Texte à lire
====================

Les grands conflits du futur n’opposeront plus la gauche à la droite, ni l’Est à l’Ouest, mais les forces du nationalisme et du régionalisme au credo de la démocratie universelle. L’idéal élevé du village mondial semble trébucher sur le renouveau du séparatisme est-européen, dont l’onde de choc pourrait bientôt atteindre l’hémisphère occidental. Le dogme des droits de l’homme commence déjà à être attaqué par les partisans du droit des peuples, et le désir d’une communauté historique fait son chemin dans les sociétés atomisées désertées par les idéologies.

Avec l’effondrement de l’internationalisme communiste, l’horloge de l’histoire s’est inversée, et inévitablement les paroles du conservateur du XIXe siècle, Joseph de Maistre, viennent à l’esprit : « J’ai vu des Polonais, des Russes, des Italiens, mais quant à l’homme, je déclare ne l’avoir jamais vu ». En effet, cet homme universel paradigmatique, déchargé des difficultés économiques et du fardeau de l’histoire, cet homme sur lequel nous basons l’idéologie des droits de l’homme, ne peut être vu nulle part. Il apparaît d’autant plus nébuleux que dans la vie de tous les jours nous rencontrons des gens réels avec des cultures spécifiques. S’il réside à Brooklyn, son idée des droits de l’homme sera probablement différente de celle de quelqu’un qui vit dans les Balkans ; si c’est un musulman fondamentaliste, son sens du devoir civique sera différent de celui de quelqu’un qui est catholique. La montée des sentiments nationalistes en Europe de l’Est ne devrait pas seulement être vue comme une réaction contre le chaos économique communiste ; c’est plutôt la volonté de divers peuples de recouvrer leurs mémoires nationales longtemps réprimées par l’universalisme creux du communisme.

Toute l’Europe semble subir un virage paradoxal et presque ridicule de l’histoire. D’une part l’Europe occidentale devient de plus en plus une méta-société a-nationale et « américano-centrée », pendant que l’Europe de l’Est postcommuniste menace d’exploser en une myriade de mini-États. Inversement, alors que l’Europe occidentale connaît une vague sans précédent d’immigration étrangère et l’inévitable montée du racisme qui doit suivre, l’homogénéité raciale des Européens de l’Est les a rendus aujourd’hui plus « Européens » que les Européens de l’Ouest – en dépit des propres troubles multi-ethniques de l’Est.

====================

Données fournies
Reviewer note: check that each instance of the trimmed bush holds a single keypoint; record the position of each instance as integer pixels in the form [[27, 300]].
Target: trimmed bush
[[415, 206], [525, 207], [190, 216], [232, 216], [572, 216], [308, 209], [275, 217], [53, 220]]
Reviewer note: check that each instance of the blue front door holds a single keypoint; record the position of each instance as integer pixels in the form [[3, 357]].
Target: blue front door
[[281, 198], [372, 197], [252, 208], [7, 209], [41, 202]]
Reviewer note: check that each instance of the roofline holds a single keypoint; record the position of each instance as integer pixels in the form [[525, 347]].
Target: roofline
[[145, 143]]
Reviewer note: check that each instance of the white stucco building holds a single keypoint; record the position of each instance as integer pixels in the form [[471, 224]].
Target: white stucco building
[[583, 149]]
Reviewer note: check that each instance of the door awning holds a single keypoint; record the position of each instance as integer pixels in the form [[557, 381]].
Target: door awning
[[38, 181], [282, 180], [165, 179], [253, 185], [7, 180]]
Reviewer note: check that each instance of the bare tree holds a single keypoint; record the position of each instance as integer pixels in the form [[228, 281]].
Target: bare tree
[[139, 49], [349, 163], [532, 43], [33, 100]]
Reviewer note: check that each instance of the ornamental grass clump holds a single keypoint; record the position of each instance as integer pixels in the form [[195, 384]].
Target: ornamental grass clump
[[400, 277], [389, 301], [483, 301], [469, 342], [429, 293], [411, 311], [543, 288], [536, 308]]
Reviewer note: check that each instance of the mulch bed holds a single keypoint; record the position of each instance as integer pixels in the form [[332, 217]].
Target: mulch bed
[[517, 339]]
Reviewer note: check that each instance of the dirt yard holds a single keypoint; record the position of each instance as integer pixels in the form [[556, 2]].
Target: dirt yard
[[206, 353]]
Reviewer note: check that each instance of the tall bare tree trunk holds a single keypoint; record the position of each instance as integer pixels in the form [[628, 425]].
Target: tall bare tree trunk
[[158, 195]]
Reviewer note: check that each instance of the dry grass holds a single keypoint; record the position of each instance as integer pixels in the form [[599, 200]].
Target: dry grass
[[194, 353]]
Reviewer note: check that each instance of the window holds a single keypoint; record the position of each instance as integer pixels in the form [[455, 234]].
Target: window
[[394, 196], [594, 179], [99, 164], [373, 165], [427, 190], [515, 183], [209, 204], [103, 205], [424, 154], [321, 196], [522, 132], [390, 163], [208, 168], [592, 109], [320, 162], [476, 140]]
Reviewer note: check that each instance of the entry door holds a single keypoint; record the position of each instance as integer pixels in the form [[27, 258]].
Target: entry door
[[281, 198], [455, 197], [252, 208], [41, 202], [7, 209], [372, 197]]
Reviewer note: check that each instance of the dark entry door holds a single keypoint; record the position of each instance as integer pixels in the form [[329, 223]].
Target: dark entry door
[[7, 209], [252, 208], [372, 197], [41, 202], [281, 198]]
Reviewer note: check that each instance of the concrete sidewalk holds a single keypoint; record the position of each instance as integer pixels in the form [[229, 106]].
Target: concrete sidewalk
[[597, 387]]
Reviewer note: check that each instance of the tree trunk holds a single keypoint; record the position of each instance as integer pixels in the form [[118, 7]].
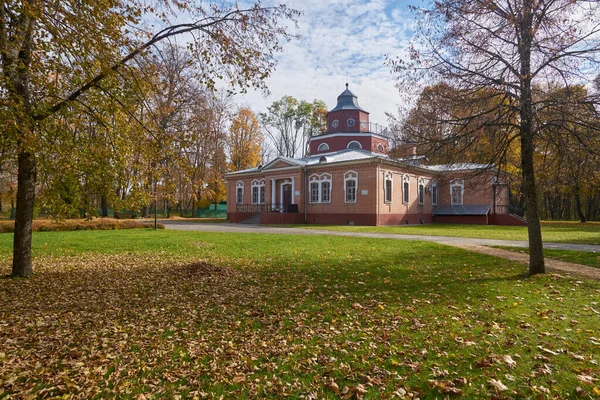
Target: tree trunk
[[26, 177], [578, 204], [534, 229]]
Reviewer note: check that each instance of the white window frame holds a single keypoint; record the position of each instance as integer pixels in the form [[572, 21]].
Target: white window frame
[[258, 191], [387, 196], [319, 181], [421, 191], [239, 199], [322, 191], [354, 141], [457, 183], [350, 176], [314, 192]]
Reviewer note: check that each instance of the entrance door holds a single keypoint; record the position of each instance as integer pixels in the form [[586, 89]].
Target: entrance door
[[287, 197]]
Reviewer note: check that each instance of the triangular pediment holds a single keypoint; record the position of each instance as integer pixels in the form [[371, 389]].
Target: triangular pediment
[[282, 163]]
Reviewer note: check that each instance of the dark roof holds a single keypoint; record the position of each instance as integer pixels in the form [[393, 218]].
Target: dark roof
[[472, 209], [347, 101]]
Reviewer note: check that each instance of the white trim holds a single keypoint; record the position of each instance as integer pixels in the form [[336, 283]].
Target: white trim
[[388, 177], [357, 134], [323, 147], [286, 182], [405, 193], [239, 185], [350, 176], [461, 184], [354, 141], [319, 179], [258, 183], [273, 191]]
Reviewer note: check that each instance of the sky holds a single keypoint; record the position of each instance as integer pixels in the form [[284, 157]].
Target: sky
[[342, 41]]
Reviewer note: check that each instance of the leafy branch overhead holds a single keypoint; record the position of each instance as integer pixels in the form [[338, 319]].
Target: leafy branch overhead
[[497, 60], [54, 53]]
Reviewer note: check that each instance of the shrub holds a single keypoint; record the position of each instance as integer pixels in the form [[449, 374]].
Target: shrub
[[103, 224]]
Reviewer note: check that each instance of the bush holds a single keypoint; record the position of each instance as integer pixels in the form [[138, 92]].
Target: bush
[[103, 224]]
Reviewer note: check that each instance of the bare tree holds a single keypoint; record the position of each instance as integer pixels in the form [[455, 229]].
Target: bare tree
[[505, 49], [53, 53]]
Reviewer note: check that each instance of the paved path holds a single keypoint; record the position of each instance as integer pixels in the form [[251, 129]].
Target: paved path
[[452, 241], [471, 244]]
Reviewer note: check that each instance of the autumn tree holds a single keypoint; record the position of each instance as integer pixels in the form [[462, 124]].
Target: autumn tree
[[289, 123], [244, 141], [568, 151], [53, 53], [505, 47]]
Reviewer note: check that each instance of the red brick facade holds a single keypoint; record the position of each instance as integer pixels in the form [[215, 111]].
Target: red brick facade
[[355, 183]]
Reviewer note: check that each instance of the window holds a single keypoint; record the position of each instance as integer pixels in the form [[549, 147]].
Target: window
[[354, 145], [323, 147], [388, 188], [239, 193], [320, 188], [325, 192], [258, 191], [314, 192], [350, 186], [457, 192]]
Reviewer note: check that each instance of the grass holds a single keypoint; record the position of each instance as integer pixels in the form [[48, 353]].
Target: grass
[[559, 232], [578, 257], [124, 314]]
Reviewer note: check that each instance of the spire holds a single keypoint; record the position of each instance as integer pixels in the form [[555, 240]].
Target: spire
[[347, 101]]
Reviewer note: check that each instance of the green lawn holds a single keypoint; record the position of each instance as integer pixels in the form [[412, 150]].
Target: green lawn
[[559, 232], [578, 257], [123, 313]]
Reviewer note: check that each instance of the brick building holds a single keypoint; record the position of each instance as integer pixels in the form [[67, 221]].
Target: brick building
[[349, 179]]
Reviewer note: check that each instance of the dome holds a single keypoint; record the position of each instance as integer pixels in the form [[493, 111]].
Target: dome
[[347, 101]]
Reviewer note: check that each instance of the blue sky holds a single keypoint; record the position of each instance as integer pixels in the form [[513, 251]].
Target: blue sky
[[342, 40]]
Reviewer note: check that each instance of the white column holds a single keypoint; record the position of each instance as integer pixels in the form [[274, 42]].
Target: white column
[[273, 191]]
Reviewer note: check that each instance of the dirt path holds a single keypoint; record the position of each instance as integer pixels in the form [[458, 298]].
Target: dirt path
[[551, 265], [470, 244]]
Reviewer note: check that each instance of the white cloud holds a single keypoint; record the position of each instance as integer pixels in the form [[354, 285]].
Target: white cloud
[[339, 39]]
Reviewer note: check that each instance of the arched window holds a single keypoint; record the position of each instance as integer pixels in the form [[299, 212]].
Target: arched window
[[320, 188], [354, 145], [258, 191], [239, 192], [350, 186], [387, 187], [457, 192]]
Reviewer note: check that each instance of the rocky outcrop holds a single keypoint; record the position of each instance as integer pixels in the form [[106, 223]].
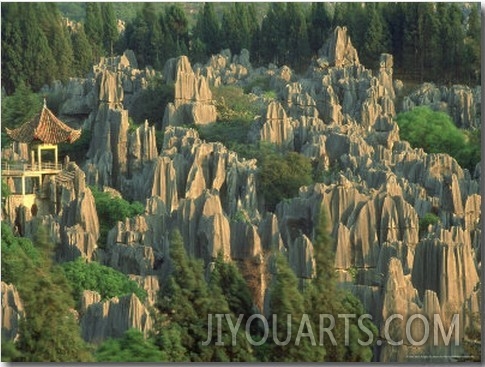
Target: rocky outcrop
[[338, 51], [78, 219], [193, 97], [101, 320], [225, 69], [118, 156], [12, 312], [277, 127]]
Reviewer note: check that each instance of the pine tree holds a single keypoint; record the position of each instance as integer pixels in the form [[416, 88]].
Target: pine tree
[[208, 29], [20, 107], [49, 331], [109, 26], [376, 37], [290, 323], [230, 27], [472, 46], [187, 300], [274, 34], [82, 52], [58, 39], [297, 39], [12, 50], [93, 26], [319, 26], [177, 23], [39, 63], [452, 40]]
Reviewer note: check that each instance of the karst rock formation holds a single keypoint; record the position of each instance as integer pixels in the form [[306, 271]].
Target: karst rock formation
[[340, 114]]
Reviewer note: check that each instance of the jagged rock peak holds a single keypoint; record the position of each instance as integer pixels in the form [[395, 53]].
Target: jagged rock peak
[[12, 312], [193, 97], [338, 50]]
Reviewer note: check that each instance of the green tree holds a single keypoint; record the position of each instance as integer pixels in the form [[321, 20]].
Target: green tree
[[176, 21], [12, 48], [20, 107], [472, 46], [109, 26], [433, 131], [49, 331], [452, 40], [39, 63], [287, 307], [111, 210], [297, 39], [376, 37], [319, 25], [273, 34], [50, 21], [282, 176], [131, 347], [82, 52], [187, 300], [93, 276], [208, 29], [93, 26]]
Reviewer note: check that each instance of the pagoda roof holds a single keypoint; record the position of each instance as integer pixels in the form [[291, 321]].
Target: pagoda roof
[[44, 127]]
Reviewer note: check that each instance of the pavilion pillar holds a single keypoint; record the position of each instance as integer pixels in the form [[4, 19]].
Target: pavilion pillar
[[55, 156], [39, 156]]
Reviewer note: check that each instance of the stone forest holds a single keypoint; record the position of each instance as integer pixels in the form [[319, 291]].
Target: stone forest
[[257, 190]]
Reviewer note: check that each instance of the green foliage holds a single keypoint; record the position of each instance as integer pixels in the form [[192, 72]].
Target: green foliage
[[76, 151], [186, 301], [93, 276], [18, 255], [233, 104], [281, 176], [9, 351], [20, 107], [131, 347], [49, 331], [259, 82], [424, 222], [111, 210], [151, 102], [235, 114], [286, 300], [37, 46], [435, 132]]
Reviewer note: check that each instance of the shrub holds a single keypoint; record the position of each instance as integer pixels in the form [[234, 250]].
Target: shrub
[[429, 218], [93, 276], [76, 151], [150, 103], [281, 176], [233, 105], [111, 210], [435, 132]]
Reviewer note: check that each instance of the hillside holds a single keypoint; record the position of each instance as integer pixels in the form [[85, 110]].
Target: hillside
[[243, 187]]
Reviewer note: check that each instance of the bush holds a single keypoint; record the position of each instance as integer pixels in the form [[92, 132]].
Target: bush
[[429, 218], [93, 276], [281, 176], [233, 105], [76, 151], [435, 132], [111, 210], [150, 103]]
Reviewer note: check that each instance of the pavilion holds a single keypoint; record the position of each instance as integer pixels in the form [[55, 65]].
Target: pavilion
[[42, 134]]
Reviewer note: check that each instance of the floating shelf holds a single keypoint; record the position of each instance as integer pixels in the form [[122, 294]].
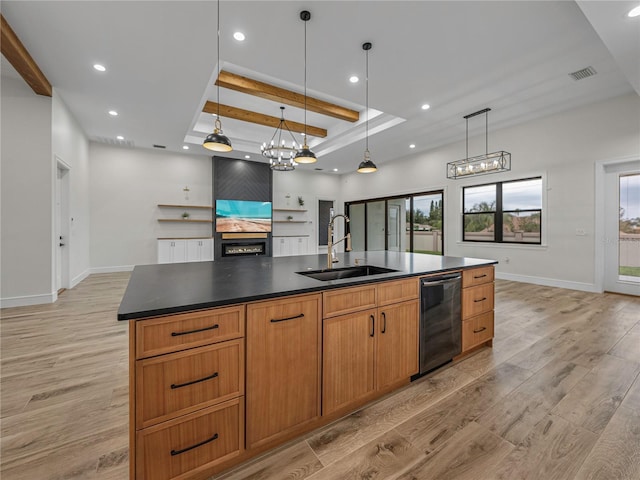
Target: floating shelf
[[180, 220], [206, 207]]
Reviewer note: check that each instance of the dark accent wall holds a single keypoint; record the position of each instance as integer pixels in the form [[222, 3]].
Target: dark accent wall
[[235, 179]]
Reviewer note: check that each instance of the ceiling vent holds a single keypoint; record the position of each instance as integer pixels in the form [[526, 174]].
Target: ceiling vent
[[584, 73], [113, 141]]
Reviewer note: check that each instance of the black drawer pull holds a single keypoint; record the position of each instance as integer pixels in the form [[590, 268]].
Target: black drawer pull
[[178, 452], [177, 334], [276, 320], [180, 385]]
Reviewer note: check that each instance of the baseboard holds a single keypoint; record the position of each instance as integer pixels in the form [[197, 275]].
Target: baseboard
[[28, 300], [76, 280], [549, 282], [119, 268]]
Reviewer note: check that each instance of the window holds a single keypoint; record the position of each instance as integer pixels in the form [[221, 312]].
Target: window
[[503, 212]]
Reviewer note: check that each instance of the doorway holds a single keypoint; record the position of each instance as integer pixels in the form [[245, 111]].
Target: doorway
[[61, 238], [622, 228]]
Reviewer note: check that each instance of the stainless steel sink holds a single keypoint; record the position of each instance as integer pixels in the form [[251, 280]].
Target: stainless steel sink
[[347, 272]]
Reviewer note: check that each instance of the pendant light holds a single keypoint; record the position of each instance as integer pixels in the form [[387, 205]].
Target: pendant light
[[217, 141], [484, 164], [367, 166], [305, 155]]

====================

Consigne
Reprenez le texte sur le nationalisme face à la démocratie universelle et rédigez sa suite à partir de sa dernière phrase.

Réponse rédigée
Au vu de la désintégration du système étatique en Europe de l’Est, la croisade de Woodrow Wilson pour le droit à l’autodétermination nationale et la démocratie mondiale peut sembler contradictoire. L’indépendance telle qu’elle était envisagée par les architectes du Traité de Versailles pouvait satisfaire les demandes des Polonais, des Tchèques et des peuples européens qui bénéficièrent de la chute de la monarchie, mais elle avait peu d’attrait pour ceux qui furent contraints d’échanger un maître étranger contre un autre. Pour les Allemands coincés dans une Pologne récemment créée et gonflée d’importance ou dans la Roumanie de 1919, ou pour les Slovaques dans un État tchécoslovaque hybride, le droit à l’indépendance ne signifiait rien de moins que la création de leurs propres État-nations séparés.

La Yougoslavie aussi a dû sa longévité relative aux admirateurs libéraux occidentaux plus qu’à un vrai consensus entre ses peuples disparates. Durant les soixante-dix dernières années, l’expérience yougoslave a été un exercice en guerres civiles et en querelles ethniques constantes entre quatre de ses principaux groupes ethniques. Naturellement, à la lumière des salves aujourd’hui échangées entre les Croates et les Serbes, la question qui vient à l’esprit est de savoir pourquoi le mélange artificiel de peuples différents conduit toujours à l’instabilité et au chaos ethnique ? La réponse semble assez évidente : le droit des peuples est incompatible avec l’universalisme. Les particularités ethniques ne peuvent coexister dans un État qui place les principes abstraits des droits de l’homme au-dessus des principes réels des droits des peuples.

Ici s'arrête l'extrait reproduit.